▶ ASSIGNED TASK
Your copy should match the records below word for word and contain no pictures.
[GIVEN ENTRIES — start]
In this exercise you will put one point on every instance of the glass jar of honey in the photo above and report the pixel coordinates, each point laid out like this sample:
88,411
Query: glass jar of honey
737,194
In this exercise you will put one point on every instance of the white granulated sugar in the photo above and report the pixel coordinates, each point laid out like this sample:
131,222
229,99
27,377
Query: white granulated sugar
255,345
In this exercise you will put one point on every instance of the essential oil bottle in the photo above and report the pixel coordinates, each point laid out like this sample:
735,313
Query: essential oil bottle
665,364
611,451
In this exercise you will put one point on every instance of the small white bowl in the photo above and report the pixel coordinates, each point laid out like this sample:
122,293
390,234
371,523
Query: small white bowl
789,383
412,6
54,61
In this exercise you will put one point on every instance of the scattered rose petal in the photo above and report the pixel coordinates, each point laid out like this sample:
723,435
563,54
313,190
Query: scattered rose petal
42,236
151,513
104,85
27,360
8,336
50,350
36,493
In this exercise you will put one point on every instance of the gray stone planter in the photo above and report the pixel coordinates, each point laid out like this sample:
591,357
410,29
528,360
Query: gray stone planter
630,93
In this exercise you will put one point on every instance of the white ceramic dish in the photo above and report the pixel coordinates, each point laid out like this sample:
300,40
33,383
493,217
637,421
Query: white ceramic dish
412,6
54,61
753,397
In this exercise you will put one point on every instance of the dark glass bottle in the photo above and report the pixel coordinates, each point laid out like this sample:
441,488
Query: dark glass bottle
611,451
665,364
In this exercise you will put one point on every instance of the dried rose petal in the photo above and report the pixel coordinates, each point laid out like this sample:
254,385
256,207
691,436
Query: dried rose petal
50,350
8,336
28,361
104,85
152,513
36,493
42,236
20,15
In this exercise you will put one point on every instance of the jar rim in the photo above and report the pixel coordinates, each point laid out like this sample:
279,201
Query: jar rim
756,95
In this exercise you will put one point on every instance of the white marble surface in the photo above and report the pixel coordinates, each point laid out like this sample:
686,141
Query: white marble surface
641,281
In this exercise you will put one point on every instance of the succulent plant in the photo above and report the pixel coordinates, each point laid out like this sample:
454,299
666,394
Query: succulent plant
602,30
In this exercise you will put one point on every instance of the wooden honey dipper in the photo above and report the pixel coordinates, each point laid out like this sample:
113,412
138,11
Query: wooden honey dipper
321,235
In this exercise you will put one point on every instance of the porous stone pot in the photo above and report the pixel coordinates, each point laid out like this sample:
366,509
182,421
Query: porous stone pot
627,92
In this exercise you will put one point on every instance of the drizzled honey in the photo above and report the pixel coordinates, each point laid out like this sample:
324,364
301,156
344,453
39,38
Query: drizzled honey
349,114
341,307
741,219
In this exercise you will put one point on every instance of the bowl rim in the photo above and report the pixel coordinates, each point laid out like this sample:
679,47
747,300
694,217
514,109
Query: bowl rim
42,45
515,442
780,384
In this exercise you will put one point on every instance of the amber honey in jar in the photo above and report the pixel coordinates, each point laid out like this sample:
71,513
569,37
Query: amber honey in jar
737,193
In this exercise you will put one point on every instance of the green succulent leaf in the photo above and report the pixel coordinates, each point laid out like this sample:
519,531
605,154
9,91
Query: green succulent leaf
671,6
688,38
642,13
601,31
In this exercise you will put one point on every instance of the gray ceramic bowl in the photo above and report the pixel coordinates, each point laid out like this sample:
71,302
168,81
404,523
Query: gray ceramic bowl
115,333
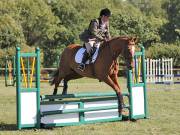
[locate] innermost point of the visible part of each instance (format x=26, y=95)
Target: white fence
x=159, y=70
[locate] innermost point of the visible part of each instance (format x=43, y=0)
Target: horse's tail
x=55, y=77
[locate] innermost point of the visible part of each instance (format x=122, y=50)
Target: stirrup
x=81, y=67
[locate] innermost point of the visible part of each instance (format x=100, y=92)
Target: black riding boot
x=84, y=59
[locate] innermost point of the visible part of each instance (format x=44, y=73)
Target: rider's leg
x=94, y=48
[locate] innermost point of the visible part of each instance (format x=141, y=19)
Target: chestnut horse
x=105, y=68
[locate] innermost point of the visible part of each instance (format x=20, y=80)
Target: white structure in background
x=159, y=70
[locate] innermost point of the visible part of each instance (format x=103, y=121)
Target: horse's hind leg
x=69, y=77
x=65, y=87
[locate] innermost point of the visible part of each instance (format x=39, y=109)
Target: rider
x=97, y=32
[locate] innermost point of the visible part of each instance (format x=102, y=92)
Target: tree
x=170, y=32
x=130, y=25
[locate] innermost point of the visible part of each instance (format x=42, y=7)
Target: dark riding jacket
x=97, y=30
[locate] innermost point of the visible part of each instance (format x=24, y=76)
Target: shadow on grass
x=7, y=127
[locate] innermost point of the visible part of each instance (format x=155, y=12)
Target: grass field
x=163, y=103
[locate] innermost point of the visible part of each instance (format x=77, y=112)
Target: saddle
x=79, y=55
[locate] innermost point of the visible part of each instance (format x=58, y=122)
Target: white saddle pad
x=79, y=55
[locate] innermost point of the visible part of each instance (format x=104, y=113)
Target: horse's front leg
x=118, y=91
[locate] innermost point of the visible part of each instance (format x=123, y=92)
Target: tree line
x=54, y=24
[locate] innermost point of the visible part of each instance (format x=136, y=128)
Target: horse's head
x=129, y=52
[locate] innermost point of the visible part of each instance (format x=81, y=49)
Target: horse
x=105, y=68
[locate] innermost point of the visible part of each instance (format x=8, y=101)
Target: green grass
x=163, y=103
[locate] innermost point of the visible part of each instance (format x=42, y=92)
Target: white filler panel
[GIVEN ENTRIES — finish]
▶ EXPECTED ANSWER
In this exercise you will put one point on every instance of the glass jar of honey in the photo above and report the pixel coordinates, each point laid out like this sample:
88,411
Query: glass jar of honey
737,194
In this exercise you will put one point on every instance of the white granulated sugar in the photo above and report the pixel coordinates, each point laid out like this sample:
131,222
229,99
27,377
Query: white granulated sugar
255,345
In this exercise you will put one point on every instance of the essential oil bottle in the photo above and report the pixel coordinates, each point laid out like this sample:
735,313
Query: essential oil bottle
665,364
611,451
In this exercise you will put one point on every instance of the small white bowl in the photo above and report the pixel coordinates, each point laid out like this sample:
122,293
390,234
371,523
Query: small white bowl
789,383
412,6
54,61
In this exercise you will put one point on every instance of the scattered rose petal in the photo above and report the pixel coordinates, each point laid out like this sample:
723,435
563,54
313,190
Query: scattered rose petal
42,236
151,513
104,85
27,360
8,336
50,350
36,493
In this exercise you will put one point on every instance of the gray stone planter in the photo above and report the pixel coordinates, each point laid out like this sample:
591,357
410,29
528,360
Query: gray stone planter
630,93
In this exercise you will put one point on every instance of the white ceramic dish in the photo above and report the pixel coordinates, each point laid out like this sample:
300,40
33,383
493,217
637,421
Query: white ceramic dish
412,6
54,61
753,397
In this exercise you will put one point on every instance of the dark glass bottle in the photo above and report the pixel coordinates, each point laid out like this sample:
441,488
Query: dark glass bottle
611,451
665,364
In this exercise you will put one point on every instance of the dried rose petal in the photo above and report the pixel coordinates, each point laid out like this sample:
254,385
256,207
691,436
Query: dried rose petal
50,350
8,336
28,361
104,85
152,513
36,493
42,236
20,15
In this exercise you will put one point on every instance of the jar rim in the photo above and report the pixel coordinates, each point laid out like this sample:
279,201
Query: jar rim
756,95
In this exercise you will put one point on every instance of the white marble surface in the photo above and report the pixel coordinates, each point laid out like this sample:
686,141
Query: white marble surface
641,281
In this exercise you will put one point on every instance of the succulent plant in the photo above and report the pixel coordinates, each point laid out like this sample:
454,299
666,394
Query: succulent plant
602,30
In this exercise you will put one point on every instance of the wooden honey dipper in the photo above and report the pixel coordinates, each point laid out like this sample:
113,412
138,11
Query: wooden honey dipper
321,235
In this exercise you will put one point on every instance of the porous stone pot in the photo above and report the pixel coordinates, each point laid out like this sample:
366,509
182,421
Query: porous stone pot
627,92
In this exercise you will put one point on every instance of the drizzled honey in the photo above and report the pixel coordinates, each point laid out like this sample:
324,364
301,156
344,453
39,38
Query: drizzled honey
349,114
341,307
741,219
In this exercise you will put one point on every instance of the bowl rim in the photo above and report the pixel coordinates, each point laid out like this sample:
679,47
747,300
694,217
514,109
Query: bowl rim
42,45
515,442
780,384
In this exercise you will put one point on every instance of the amber honey in jar in the photo above and report the pixel coordinates, each point laid out like this sample:
71,513
569,37
Query: amber honey in jar
737,193
In this exercise you will put one point on every instance of the green succulent leaf in the photo above and report the pixel coordinates, each point laid out like this sample:
519,531
605,154
9,91
Query: green succulent leaf
671,6
688,38
642,13
601,31
In this exercise you will put one point on every instance of the gray ceramic bowl in the photo above and report the pixel coordinates, each point laid out like this sample:
71,302
168,81
404,523
Query: gray ceramic bowl
115,333
[locate] innermost point of the visible part of each instance (format x=26, y=95)
Target: white fence
x=159, y=70
[locate] innermost point of the visible part of each instance (format x=43, y=0)
Target: horse's tail
x=55, y=77
[locate] innermost point of the visible part of each instance (format x=122, y=50)
Target: stirrup
x=81, y=67
[locate] innermost point of the visible part of each instance (format x=100, y=92)
Target: black riding boot
x=84, y=59
[locate] innermost point of the visible part of each instance (format x=44, y=73)
Target: rider's leg
x=94, y=48
[locate] innermost point of the visible part of each instance (format x=141, y=19)
Target: chestnut horse
x=105, y=68
[locate] innermost point of the visible part of each instance (format x=20, y=80)
Target: white structure in background
x=159, y=70
[locate] innermost point of the visible part of each instance (format x=103, y=121)
Target: horse's hind leg
x=69, y=77
x=65, y=87
[locate] innermost point of the visible part of each instance (format x=39, y=109)
Target: rider
x=97, y=32
[locate] innermost point of the visible part of each instance (format x=102, y=92)
Target: tree
x=170, y=32
x=130, y=25
[locate] innermost point of the visible part of each instance (format x=42, y=7)
Target: dark riding jacket
x=97, y=30
[locate] innermost point of the visible part of each instance (format x=24, y=76)
Target: shadow on grass
x=7, y=127
[locate] innermost point of the visible part of each instance (format x=155, y=12)
Target: grass field
x=163, y=103
[locate] innermost point of the visible part of each instance (format x=77, y=112)
Target: saddle
x=79, y=55
[locate] innermost point of the visible part of each instance (format x=58, y=122)
Target: white saddle pad
x=79, y=55
[locate] innermost point of the visible part of each instance (format x=104, y=113)
Target: horse's front leg
x=118, y=91
[locate] innermost point of the visible part of each instance (format x=123, y=92)
Target: tree line
x=54, y=24
[locate] innermost point of the visible part of each instance (format x=136, y=128)
Target: horse's head
x=129, y=52
[locate] innermost point of the visible part of each instance (format x=81, y=49)
Target: horse
x=105, y=68
[locate] innermost point of the visible part of each instance (format x=8, y=101)
Target: green grass
x=163, y=103
[locate] innermost point of the visible part of each instance (format x=42, y=92)
Target: white filler panel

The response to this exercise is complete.